* **What you need to do**
1: In the bread-baking article, why does raising a sluggish dough's temperature make it rise faster? Answer in one to three sentences.
2: Pick up the bread-baking article after its last sentence and keep writing it.

* **Page**

* * * * *

May Your Bread Always Rise: Fitting Bread Baking Into A Busy Schedule

It’s actually not that difficult to fit baking bread into a busy schedule, and no magic abilities are needed to get the bread to rise properly. Sara Clevering tells more.
Text And Photo By Sara Clevering

 

When I tell people one of my favorite things to bake is bread–not bread from a mix, not quick bread, but old-fashioned, slow-rising, yeasted bread–the first question is invariably a stupefied, “how do you have the time,” often followed by the admission that “I just can’t get my bread to rise.  I just don’t have the touch.”

 

What I tell them is that it’s actually pretty easy to fit baking bread into a busy schedule and that no special abilities are needed.  It requires a bit of forethought (which admittedly can be challenging), but the actual work involved is minimal.  Once the dough comes together, you spend most of the time sitting back and letting your dough do the work while you do something else.  Even so, from start to finish can be several hours, and often enough, you don’t want to be stuck at home waiting to see if it’s time to punch down your dough, or if it’s doubled in size yet, or finally just baking it.  Spring is here after all, and weekend time is precious!  Fortunately, with a few tricks (none of which require any new equipment) you can easily work baking bread into your schedule.

 

Making your own bread only seems like some sort of alchemy: bread, water, salt, and yeast somehow transformed into one of the most essential of foods.  But it’s not magic. It just comes down to understanding one basic principle about how yeast, your essential partner in this process, behaves.  And the good news is that yeast is not a complicated, high-maintenance creature:  it’s simply more active when it’s warm, and less active when it’s cold.  The more active it is, the faster your dough rises.  What’s more, only a slight increase in temperature can have an exponential effect on yeast’s activity:  raising the dough’s temperature by a few degrees can have a dramatic effect.

 

So:  if your dough is rising too slowly, warm it up.  If your dough threatens to grow all over your countertop before you can even pre-heat the oven, Strega Nona style, cool it down.
 Putting the brakes on a rapidly expanding dough couldn’t be easier–just pop it in the refrigerator or some other cool place.  If, on the other hand, your dough is too sluggish (“It’s been over two hours and it just won’t rise!”) you have a few options.  If you’ve got a nice warm spot in your house, you can set the it there.  (Sometimes I put my dough in our south-facing sunroom:  it reliably rises as it basks in warmth of the sun’s rays).  Or you can simulate what bakers call a “proofing box”–a warm “microclimate” that will gently warm your bread-to-be and get those yeast going.  Set the dough in the oven and turn on the oven light.  Alternatively, preheat the oven to 200 (or its lowest setting) and hold for five to ten minutes, then turn it off and put your dough inside.  Finally, my ultimate standby, from a fellow blogger:  heat a jar of water in the microwave until it boils, set the dough inside (microwave off) next to the hot water.  The humidity effectively transfers the heat to the dough.  I think of this process as taking my dough to the spa.

* * * * *

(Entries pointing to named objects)

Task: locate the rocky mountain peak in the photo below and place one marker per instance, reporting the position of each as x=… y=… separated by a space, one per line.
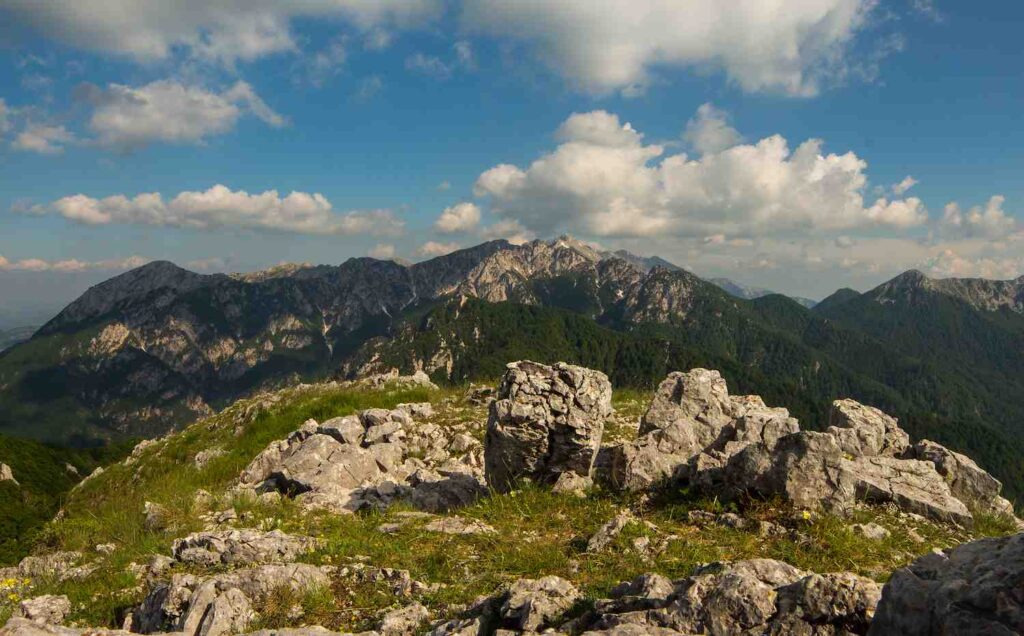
x=979 y=293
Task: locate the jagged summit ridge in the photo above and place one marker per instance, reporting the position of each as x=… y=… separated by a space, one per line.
x=979 y=293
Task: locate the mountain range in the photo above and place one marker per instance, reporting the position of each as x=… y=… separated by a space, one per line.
x=158 y=346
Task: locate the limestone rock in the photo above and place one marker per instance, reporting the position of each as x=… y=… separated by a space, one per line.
x=218 y=604
x=546 y=421
x=240 y=547
x=911 y=484
x=862 y=430
x=6 y=474
x=607 y=533
x=531 y=604
x=403 y=621
x=870 y=531
x=758 y=596
x=48 y=609
x=967 y=480
x=973 y=589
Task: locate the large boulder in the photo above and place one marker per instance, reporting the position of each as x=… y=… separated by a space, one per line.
x=973 y=589
x=241 y=547
x=690 y=416
x=47 y=609
x=803 y=468
x=971 y=484
x=862 y=430
x=366 y=461
x=545 y=422
x=219 y=604
x=911 y=484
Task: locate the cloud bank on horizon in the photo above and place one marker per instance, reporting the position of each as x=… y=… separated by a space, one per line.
x=196 y=78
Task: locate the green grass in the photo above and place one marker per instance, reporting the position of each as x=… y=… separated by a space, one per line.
x=539 y=533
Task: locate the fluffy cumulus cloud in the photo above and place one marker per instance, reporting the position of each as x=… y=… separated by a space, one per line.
x=988 y=221
x=433 y=248
x=460 y=217
x=42 y=139
x=222 y=207
x=221 y=31
x=383 y=251
x=607 y=45
x=710 y=131
x=71 y=265
x=169 y=111
x=603 y=179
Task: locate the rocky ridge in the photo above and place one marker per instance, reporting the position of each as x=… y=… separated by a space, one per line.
x=546 y=425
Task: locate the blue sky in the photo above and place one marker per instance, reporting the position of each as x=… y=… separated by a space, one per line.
x=382 y=115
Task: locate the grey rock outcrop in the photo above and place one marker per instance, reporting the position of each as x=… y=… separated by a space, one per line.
x=729 y=446
x=973 y=589
x=219 y=604
x=546 y=421
x=240 y=547
x=967 y=480
x=6 y=474
x=759 y=596
x=691 y=415
x=862 y=430
x=368 y=460
x=48 y=609
x=403 y=621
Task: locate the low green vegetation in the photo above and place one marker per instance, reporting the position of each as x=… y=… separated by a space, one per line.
x=538 y=533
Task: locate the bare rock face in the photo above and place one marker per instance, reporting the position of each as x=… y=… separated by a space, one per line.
x=368 y=461
x=728 y=446
x=219 y=604
x=973 y=589
x=240 y=547
x=862 y=430
x=911 y=484
x=693 y=415
x=758 y=596
x=545 y=422
x=967 y=480
x=6 y=474
x=48 y=609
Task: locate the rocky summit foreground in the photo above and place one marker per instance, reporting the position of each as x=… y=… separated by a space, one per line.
x=545 y=506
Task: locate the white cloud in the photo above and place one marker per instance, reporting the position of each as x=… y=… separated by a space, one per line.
x=428 y=65
x=326 y=64
x=949 y=263
x=463 y=57
x=168 y=111
x=989 y=221
x=222 y=31
x=70 y=265
x=900 y=188
x=370 y=87
x=221 y=207
x=4 y=115
x=603 y=180
x=710 y=131
x=510 y=229
x=607 y=45
x=382 y=251
x=432 y=248
x=460 y=217
x=42 y=139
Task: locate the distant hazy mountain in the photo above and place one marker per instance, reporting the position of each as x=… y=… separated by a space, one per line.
x=156 y=346
x=11 y=337
x=751 y=293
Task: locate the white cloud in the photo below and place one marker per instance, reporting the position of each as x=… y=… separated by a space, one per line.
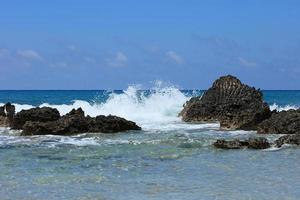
x=174 y=57
x=89 y=60
x=29 y=54
x=246 y=62
x=119 y=60
x=4 y=53
x=73 y=48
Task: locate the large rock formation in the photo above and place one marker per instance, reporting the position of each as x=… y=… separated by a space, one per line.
x=293 y=139
x=251 y=143
x=230 y=102
x=44 y=114
x=284 y=122
x=75 y=122
x=7 y=113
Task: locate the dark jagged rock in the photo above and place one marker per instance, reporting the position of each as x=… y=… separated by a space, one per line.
x=233 y=144
x=228 y=101
x=7 y=113
x=251 y=143
x=111 y=124
x=44 y=114
x=75 y=122
x=284 y=122
x=288 y=139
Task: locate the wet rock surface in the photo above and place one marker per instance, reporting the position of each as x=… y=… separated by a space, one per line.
x=293 y=139
x=251 y=143
x=230 y=102
x=7 y=113
x=284 y=122
x=75 y=122
x=44 y=114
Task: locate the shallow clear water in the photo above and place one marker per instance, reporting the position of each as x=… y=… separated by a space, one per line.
x=167 y=160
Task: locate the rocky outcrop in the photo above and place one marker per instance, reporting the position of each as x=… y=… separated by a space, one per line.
x=75 y=122
x=251 y=143
x=230 y=102
x=284 y=122
x=44 y=114
x=293 y=139
x=7 y=113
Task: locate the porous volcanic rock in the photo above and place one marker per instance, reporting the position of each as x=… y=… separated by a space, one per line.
x=230 y=102
x=284 y=122
x=251 y=143
x=288 y=139
x=75 y=122
x=44 y=114
x=7 y=113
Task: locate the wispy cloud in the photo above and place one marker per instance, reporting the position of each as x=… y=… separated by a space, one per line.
x=89 y=59
x=4 y=53
x=119 y=60
x=29 y=54
x=73 y=48
x=246 y=62
x=174 y=57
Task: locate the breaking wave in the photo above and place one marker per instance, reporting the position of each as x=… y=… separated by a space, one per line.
x=274 y=106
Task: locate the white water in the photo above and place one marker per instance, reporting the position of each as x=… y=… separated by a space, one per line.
x=150 y=111
x=274 y=106
x=156 y=111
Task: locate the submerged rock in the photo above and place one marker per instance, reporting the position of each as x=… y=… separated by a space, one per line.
x=284 y=122
x=230 y=102
x=44 y=114
x=288 y=139
x=75 y=122
x=251 y=143
x=7 y=113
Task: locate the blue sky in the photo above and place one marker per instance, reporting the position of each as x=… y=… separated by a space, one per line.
x=97 y=44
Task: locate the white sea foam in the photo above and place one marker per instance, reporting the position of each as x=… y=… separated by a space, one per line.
x=274 y=106
x=161 y=106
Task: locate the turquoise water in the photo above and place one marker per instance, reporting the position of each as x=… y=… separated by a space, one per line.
x=169 y=159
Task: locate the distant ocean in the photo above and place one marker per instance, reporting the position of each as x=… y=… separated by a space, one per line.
x=168 y=159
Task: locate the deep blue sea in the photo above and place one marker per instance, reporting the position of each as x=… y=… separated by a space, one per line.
x=168 y=159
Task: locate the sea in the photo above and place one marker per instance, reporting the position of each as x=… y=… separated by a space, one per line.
x=167 y=159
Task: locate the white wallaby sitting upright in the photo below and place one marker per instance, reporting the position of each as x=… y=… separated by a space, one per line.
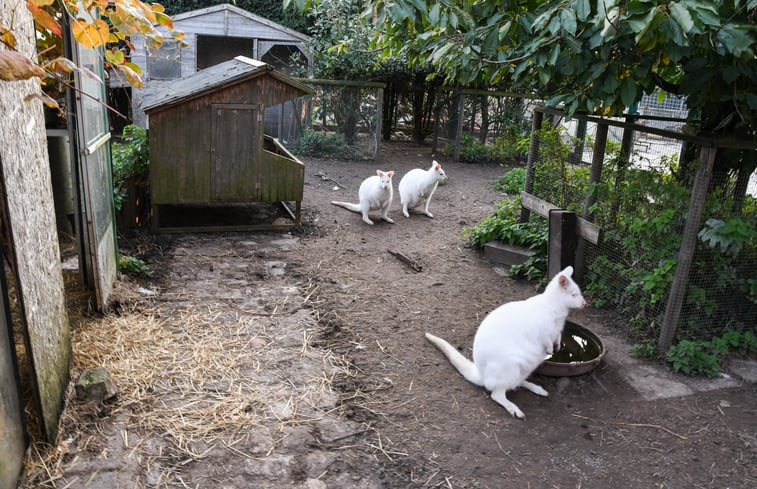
x=417 y=187
x=375 y=193
x=515 y=338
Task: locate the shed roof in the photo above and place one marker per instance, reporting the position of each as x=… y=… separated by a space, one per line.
x=286 y=33
x=223 y=74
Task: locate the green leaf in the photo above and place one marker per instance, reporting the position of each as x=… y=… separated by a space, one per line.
x=433 y=15
x=682 y=16
x=583 y=9
x=628 y=91
x=568 y=21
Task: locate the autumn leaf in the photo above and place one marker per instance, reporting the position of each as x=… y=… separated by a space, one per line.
x=90 y=35
x=43 y=18
x=16 y=66
x=61 y=65
x=7 y=37
x=164 y=20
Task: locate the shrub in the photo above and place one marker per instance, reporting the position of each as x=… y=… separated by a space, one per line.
x=703 y=357
x=513 y=182
x=323 y=144
x=131 y=160
x=504 y=226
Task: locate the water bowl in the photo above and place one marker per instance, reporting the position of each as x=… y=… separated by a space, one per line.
x=581 y=351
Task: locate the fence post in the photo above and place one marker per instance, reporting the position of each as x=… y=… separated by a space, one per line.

* * * * *

* **Expected answers**
1: Yeast is more active when it is warm, and the more active it is, the faster the dough rises. Even a slight increase of a few degrees can have an exponential, dramatic effect on the yeast's activity.

2:
 

Once you understand this principle, you can use it offensively as well as defensively to speed along what is called the “fermentation” process.

 

If you know your house runs cool, you can plan to use one of the methods above to make sure you aren’t waiting around forever for your dough to rise.  Baking books often assume you are in a warm kitchen (because, after all, that’s the environment bakers operate in), and their rising times can therefore be much faster than you’d get at home.  In other words, if your dough isn’t rising, it’s probably needs more time or more warmth.

 

Or, say you’d like to make some bread, but you are going to be gone all afternoon, way too long to leave your dough out–hit the pause button by popping it in the refrigerator while you’re away.  You don’t have to be trapped at home for six hours to tend to it.  Or maybe you’d like to have fresh baked bread or rolls for a brunch, but getting up at 4am to start the dough doesn’t exactly sound like the ideal way to kick off a lazy Sunday with friends?  Mix up your dough the night before (or even two days before), park it in the fridge overnight, then continue in the morning.  As a bonus, that slow fermentation will actually bring out more flavor in your dough–in fact, it’s a classic technique used by artisan-style bakeries.

 

Homemade bread is far better than than anything you can buy in the grocery store–and notably different in what it’s missing:  just  honest, straightforward ingredients, no additives, stabilizers, and who knows what else.  Understanding how to manage the process and work it into that thing called life means there’s no reason not to fill your home with the inviting, comforting aroma of fresh baked bread.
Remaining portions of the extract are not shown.